▸ **OBJECTIF DE L'EXERCICE**:
Continuez, s'il vous plaît, le texte sur le procès de Claude Muhayimana à partir de sa dernière phrase.

▸ **EXTRAIT**:

┄┄┄┄┄┄

Le 6 juillet 2018, la Cour d’assises de Paris condamnait en appel à la réclusion criminelle à perpétuité Tito BARAHIRA et Octavien NGENZI, deux anciens maires de la commune de Kabarondo, à l’Est du Rwanda. Covid 19 aidant, il aura fallu attendre plus de deux ans et demi pour que nous puissions avoir droit à un nouveau procès : Claude MUHAYIMANA, un employé municipal de la ville de Rouen, devait être jugé en octobre. Son procès se déroulera finalement du 2 au 26 février 2021. Cet Interahamwe est poursuivi pour complicité de génocide et complicité de crimes contre l’humanité pour sa participation à l’extermination des Tutsi dans sa région d’origine de Kibuye, aujourd’hui Karongi.
Si cette annonce ne peut que réjouir tous ceux qui se battent pour que justice soit rendue aux victimes du génocide et à leurs familles, ce nouveau procès ne sera que le troisième en 26 ans. Pas de quoi pavoiser. Nous ne cesserons jamais de dénoncer les lenteurs de la justice française, tout en reconnaissant l’énorme travail des juges d’instruction et des gendarmes enquêteurs.
Dans un courrier adressé au nouveau ministre de la Justice le 15 juillet 2020, le CPCR demandait que soient alloués plus de moyens à la poursuite des personnes soupçonnées d’avoir participé au génocide des Tutsi. Une réponse du 9 décembre rappelait « l’entier engagement du ministère de la justice dans le suivi des procédures relatives au génocide rwandais » (Toujours pas de « génocide des Tutsi » !) Nous était annoncée aussi « la création d’une nouvelle division spécifiquement chargée de « la lutte contre les crimes de haine » au sein de l’office central de lutte contre les crimes contre l’humanité ». Cette nouvelle organisation devant s’accompagner d’un renforcement des effectifs de l’office avec l’arrivée de nouveaux personnels.

┄┄┄┄┄┄

▸ **MATÉRIEL FOURNI**:

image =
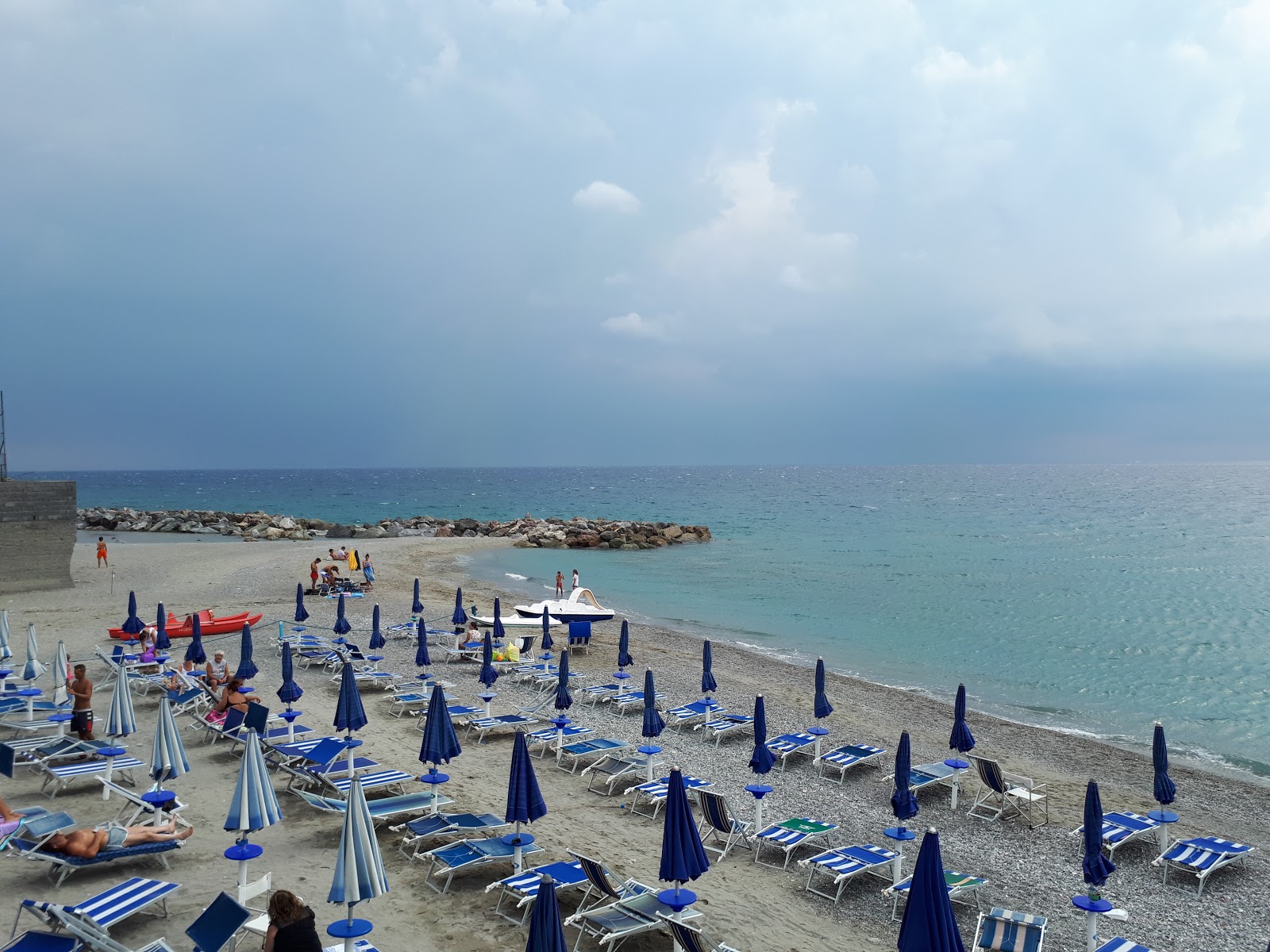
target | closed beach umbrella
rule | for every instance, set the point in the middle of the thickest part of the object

┄┄┄┄┄┄

▸ **RÉPONSE ATTENDUE**:
Cette réponse, comme toutes celles reçues depuis 26 ans de la part des différents ministres de la justice, ne peut nous satisfaire. Nous n’arrivons jamais à obtenir de réponses franches aux questions que nous posons.
Nous attendrons aussi avec beaucoup d’impatience les procès à venir : ceux du préfet Laurent BUCYIBARUTA, des médecins Sosthène MUNYEMANA et Eugène RWAMUCYO qui ont fait appel de leur renvoi devant la Cour d’assises. Plusieurs affaires ont vu leur instruction clôturée : la dernière en date, celle de Hyacinthe Rafiki NSENGIYUMVA, ancien ministre du gouvernement intérimaire et responsable des FDLR après le génocide des Tutsi.
L’année 2021 commencera donc par un nouveau procès d’assises. Mais nous ne cesserons de répéter qu’au rythme d’un procès tous les deux ou trois ans, beaucoup de ceux qui sont dans le collimateur de la justice française risquent de ne jamais être jugés. Cette pensée nous est intolérable.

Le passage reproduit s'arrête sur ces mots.